Source data Start Marker

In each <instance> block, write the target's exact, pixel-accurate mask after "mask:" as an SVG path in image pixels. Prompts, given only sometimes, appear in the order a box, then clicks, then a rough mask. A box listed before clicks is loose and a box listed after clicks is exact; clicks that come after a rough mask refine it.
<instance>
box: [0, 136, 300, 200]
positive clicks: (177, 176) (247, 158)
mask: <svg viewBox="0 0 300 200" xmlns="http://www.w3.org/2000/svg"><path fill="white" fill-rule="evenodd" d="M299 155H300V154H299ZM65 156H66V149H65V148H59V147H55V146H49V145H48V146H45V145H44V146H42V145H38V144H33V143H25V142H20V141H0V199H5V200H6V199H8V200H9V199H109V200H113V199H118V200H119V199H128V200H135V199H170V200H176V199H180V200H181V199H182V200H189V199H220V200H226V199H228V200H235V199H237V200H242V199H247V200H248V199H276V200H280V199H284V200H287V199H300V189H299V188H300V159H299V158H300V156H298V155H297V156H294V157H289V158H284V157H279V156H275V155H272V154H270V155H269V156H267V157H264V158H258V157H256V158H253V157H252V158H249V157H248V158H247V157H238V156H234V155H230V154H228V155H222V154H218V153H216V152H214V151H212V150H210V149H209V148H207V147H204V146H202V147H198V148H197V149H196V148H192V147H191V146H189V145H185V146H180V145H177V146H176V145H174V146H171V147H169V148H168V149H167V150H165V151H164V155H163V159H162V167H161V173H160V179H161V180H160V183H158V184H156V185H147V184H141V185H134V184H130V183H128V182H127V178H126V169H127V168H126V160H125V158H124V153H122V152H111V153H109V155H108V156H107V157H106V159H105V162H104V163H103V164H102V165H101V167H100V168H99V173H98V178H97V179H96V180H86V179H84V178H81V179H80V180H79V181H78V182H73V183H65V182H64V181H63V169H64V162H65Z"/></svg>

Source data End Marker

_Task statement_: Give back the whole listing. Match it exactly.

_Reply_:
In each <instance> block, write the target's exact, pixel-accurate mask after "mask:" as an SVG path in image pixels. Prompts, given only sometimes, appear in the order a box, then clicks, then a rough mask. A box listed before clicks is loose and a box listed after clicks is exact; clicks that come after a rough mask refine it.
<instance>
box: [0, 136, 300, 200]
positive clicks: (177, 176) (247, 158)
mask: <svg viewBox="0 0 300 200" xmlns="http://www.w3.org/2000/svg"><path fill="white" fill-rule="evenodd" d="M299 155H300V154H299ZM65 156H66V149H65V148H59V147H55V146H49V145H48V146H45V145H44V146H42V145H38V144H33V143H25V142H20V141H0V199H5V200H6V199H8V200H9V199H109V200H113V199H118V200H119V199H128V200H135V199H170V200H176V199H180V200H181V199H182V200H189V199H220V200H226V199H228V200H235V199H237V200H242V199H247V200H248V199H276V200H280V199H284V200H287V199H300V189H299V188H300V159H299V158H300V156H298V155H297V156H294V157H289V158H284V157H279V156H275V155H272V154H270V155H269V156H267V157H264V158H258V157H256V158H253V157H252V158H249V157H248V158H247V157H238V156H234V155H230V154H228V155H222V154H218V153H216V152H214V151H212V150H210V149H209V148H207V147H204V146H202V147H198V148H197V149H196V148H192V147H191V146H189V145H185V146H180V145H177V146H176V145H174V146H171V147H169V148H168V149H167V150H165V151H164V155H163V159H162V167H161V173H160V179H161V180H160V183H158V184H156V185H147V184H141V185H134V184H130V183H128V182H127V178H126V169H127V168H126V160H125V158H124V153H122V152H111V153H109V155H108V156H107V157H106V159H105V162H104V163H103V164H102V165H101V167H100V168H99V173H98V178H97V179H96V180H86V179H84V178H81V179H80V180H79V181H78V182H73V183H65V182H64V181H63V169H64V162H65Z"/></svg>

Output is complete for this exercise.